### READING TEXT:
-------
Re: Disabling in-memory write cache for x86-64 in Linux II

From: NeilBrown <neilb@suse.de>
To: "Artem S. Tashkinov" <t.artem@lycos.com>
Cc: david@lang.hm, linux-kernel@vger.kernel.org,
	torvalds@linux-foundation.org, linux-fsdevel@vger.kernel.org,
	axboe@kernel.dk, linux-mm@kvack.org
Subject: Re: Disabling in-memory write cache for x86-64 in Linux II
Date: Sat, 26 Oct 2013 09:11:12 +1100	[thread overview]
Message-ID: <20131026091112.241da260@notabene.brown> (raw)
In-Reply-To: <476525596.14731.1382735024280.JavaMail.mail@webmail11>

[-- Attachment #1: Type: text/plain, Size: 4860 bytes --]

On Fri, 25 Oct 2013 21:03:44 +0000 (UTC) "Artem S. Tashkinov"
<t.artem@lycos.com> wrote:

> Oct 26, 2013 02:44:07 AM, neil wrote:
> On Fri, 25 Oct 2013 18:26:23 +0000 (UTC) "Artem S. Tashkinov"
> >> 
> >> Exactly. And not being able to use applications which show you IO performance
> >> like Midnight Commander. You might prefer to use "cp -a" but I cannot imagine
> >> my life without being able to see the progress of a copying operation. With the current
> >> dirty cache there's no way to understand how you storage media actually behaves.
> >
> >So fix Midnight Commander.  If you want the copy to be actually finished when
> >it says  it is finished, then it needs to call 'fsync()' at the end.
> 
> This sounds like a very bad joke. How applications are supposed to show and
> calculate an _average_ write speed if there are no kernel calls/ioctls to actually
> make the kernel flush dirty buffers _during_ copying? Actually it's a good way to
> solve this problem in user space - alas, even if such calls are implemented, user
> space will start using them only in 2018 if not further from that.
-------
Entries from an annotation dataset:
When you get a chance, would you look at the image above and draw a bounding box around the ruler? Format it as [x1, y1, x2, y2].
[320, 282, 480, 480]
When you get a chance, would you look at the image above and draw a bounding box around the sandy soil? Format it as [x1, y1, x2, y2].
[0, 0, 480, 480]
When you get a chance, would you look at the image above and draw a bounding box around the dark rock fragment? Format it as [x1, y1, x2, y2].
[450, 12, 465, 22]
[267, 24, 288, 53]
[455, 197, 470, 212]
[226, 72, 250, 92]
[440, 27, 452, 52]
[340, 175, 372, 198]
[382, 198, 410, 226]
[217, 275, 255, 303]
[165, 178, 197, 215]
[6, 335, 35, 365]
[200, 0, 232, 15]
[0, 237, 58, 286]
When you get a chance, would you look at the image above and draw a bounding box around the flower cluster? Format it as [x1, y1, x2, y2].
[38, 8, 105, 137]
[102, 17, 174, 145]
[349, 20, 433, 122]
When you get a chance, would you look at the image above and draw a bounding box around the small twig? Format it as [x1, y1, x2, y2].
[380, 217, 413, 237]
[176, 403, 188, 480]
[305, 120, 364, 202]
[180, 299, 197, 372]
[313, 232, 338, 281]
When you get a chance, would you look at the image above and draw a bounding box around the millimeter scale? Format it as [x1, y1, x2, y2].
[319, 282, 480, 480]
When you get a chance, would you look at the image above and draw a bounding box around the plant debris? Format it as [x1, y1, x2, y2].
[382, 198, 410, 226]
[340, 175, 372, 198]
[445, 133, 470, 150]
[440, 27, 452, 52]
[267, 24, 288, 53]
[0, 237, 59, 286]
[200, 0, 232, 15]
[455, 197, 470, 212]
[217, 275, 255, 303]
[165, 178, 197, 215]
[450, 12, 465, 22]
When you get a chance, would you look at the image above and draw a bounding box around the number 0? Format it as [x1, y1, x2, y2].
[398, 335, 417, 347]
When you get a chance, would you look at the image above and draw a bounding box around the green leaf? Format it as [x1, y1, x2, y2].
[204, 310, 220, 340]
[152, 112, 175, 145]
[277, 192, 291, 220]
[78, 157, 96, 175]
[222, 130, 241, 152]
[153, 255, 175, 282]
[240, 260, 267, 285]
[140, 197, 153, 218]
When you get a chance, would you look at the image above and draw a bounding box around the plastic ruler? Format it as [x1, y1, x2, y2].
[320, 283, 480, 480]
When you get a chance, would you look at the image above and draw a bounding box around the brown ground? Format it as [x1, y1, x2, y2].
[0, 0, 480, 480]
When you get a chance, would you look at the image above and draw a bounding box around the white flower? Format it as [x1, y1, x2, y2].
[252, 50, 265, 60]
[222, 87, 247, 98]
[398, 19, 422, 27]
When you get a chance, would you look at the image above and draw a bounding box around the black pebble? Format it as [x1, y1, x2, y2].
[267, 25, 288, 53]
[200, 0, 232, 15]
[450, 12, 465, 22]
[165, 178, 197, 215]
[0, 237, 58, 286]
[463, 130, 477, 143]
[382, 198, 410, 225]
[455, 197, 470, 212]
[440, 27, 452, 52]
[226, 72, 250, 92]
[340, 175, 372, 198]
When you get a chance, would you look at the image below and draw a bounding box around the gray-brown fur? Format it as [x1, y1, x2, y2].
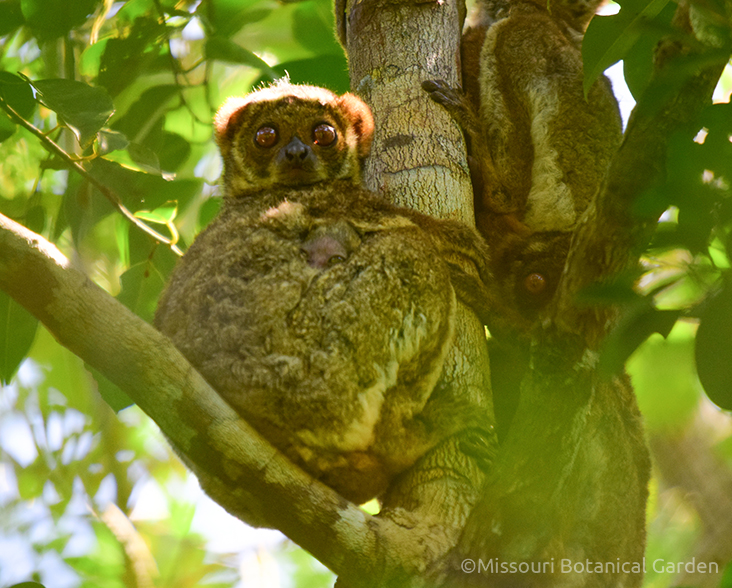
[155, 84, 494, 502]
[423, 0, 621, 333]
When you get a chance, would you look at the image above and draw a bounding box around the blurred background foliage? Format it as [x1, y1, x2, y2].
[0, 0, 732, 588]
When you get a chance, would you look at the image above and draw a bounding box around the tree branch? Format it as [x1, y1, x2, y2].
[0, 215, 412, 574]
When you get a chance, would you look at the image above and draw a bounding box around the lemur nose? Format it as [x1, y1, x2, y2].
[285, 137, 308, 162]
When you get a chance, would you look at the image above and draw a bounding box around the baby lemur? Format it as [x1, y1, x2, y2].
[423, 0, 621, 436]
[155, 82, 488, 502]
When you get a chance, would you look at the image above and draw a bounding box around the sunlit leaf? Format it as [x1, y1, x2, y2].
[135, 202, 178, 225]
[117, 241, 175, 322]
[0, 291, 38, 383]
[600, 297, 681, 375]
[582, 0, 669, 95]
[32, 79, 114, 147]
[20, 0, 101, 39]
[206, 37, 280, 80]
[196, 0, 272, 38]
[272, 54, 351, 94]
[0, 112, 18, 143]
[0, 71, 36, 119]
[98, 129, 130, 155]
[0, 0, 25, 37]
[695, 281, 732, 410]
[79, 38, 110, 78]
[292, 1, 343, 55]
[86, 365, 134, 412]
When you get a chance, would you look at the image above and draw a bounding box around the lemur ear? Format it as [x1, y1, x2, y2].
[338, 93, 374, 159]
[214, 96, 249, 157]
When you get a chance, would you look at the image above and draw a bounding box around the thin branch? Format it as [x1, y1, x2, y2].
[0, 98, 183, 255]
[0, 215, 399, 575]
-------
### PROBLEMS TO SOLVE:
(a) In the records, reproduce word for word every line from the one containing "around the sunlit" through the one containing "[214, 96, 249, 157]", both of those lines included.
(b) Pick up the mailing-list message about disabling the in-memory write cache from the point where it stops.

### RESPONSES TO THE TASKS:
(a)
When you get a chance, would you look at the image above and draw a bounding box around the sunlit leaf? Format it as [x1, y1, x2, y2].
[135, 202, 178, 225]
[117, 241, 175, 322]
[0, 291, 38, 383]
[600, 297, 681, 375]
[582, 0, 669, 95]
[32, 79, 114, 147]
[20, 0, 101, 39]
[206, 37, 280, 80]
[196, 0, 272, 38]
[272, 54, 351, 94]
[0, 112, 18, 143]
[0, 71, 36, 119]
[98, 129, 130, 155]
[0, 0, 25, 37]
[695, 281, 732, 410]
[79, 38, 110, 78]
[292, 1, 343, 55]
[86, 365, 134, 412]
When you get a chance, would you look at the image above and draw a bounding box around the lemur ear? Format it as [x1, y1, x2, y2].
[338, 93, 374, 159]
[214, 96, 249, 157]

(b)
But there is a way to flush dirty buffers *during* copies.  
  man 2 sync_file_range

if giving precise feedback is is paramount importance to you, then this would
be the interface to use.
> 
> >> 
> >> Per device dirty cache seems like a nice idea, I, for one, would like to disable it
> >> altogether or make it an absolute minimum for things like USB flash drives - because
> >> I don't care about multithreaded performance or delayed allocation on such devices -
> >> I'm interested in my data reaching my USB stick ASAP - because it's how most people
> >> use them.
> >>
> >
> >As has already been said, you can substantially disable  the cache by tuning
> >down various values in /proc/sys/vm/.
> >Have you tried?
> 
> I don't understand who you are replying to. I asked about per device settings, you are
> again referring me to system wide settings - they don't look that good if we're talking
> about a 3MB/sec flash drive and 500MB/sec SSD drive. Besides it makes no sense
> to allocate 20% of physical RAM for things which don't belong to it in the first place.

Sorry, missed the per-device bit.
You could try playing with
  /sys/class/bdi/XX:YY/max_ratio

where XX:YY is the major/minor number of the device, so 8:0 for /dev/sda.
Wind it right down for slow devices and you might get something like what you
want.

> 
> I don't know any other OS which has a similar behaviour.

I don't know about the internal details of any other OS, so I cannot really
comment.

> 
> And like people (including me) have already mentioned, such a huge dirty cache can
> stall their PCs/servers for a considerable amount of time.

Yes.  But this is a different issue.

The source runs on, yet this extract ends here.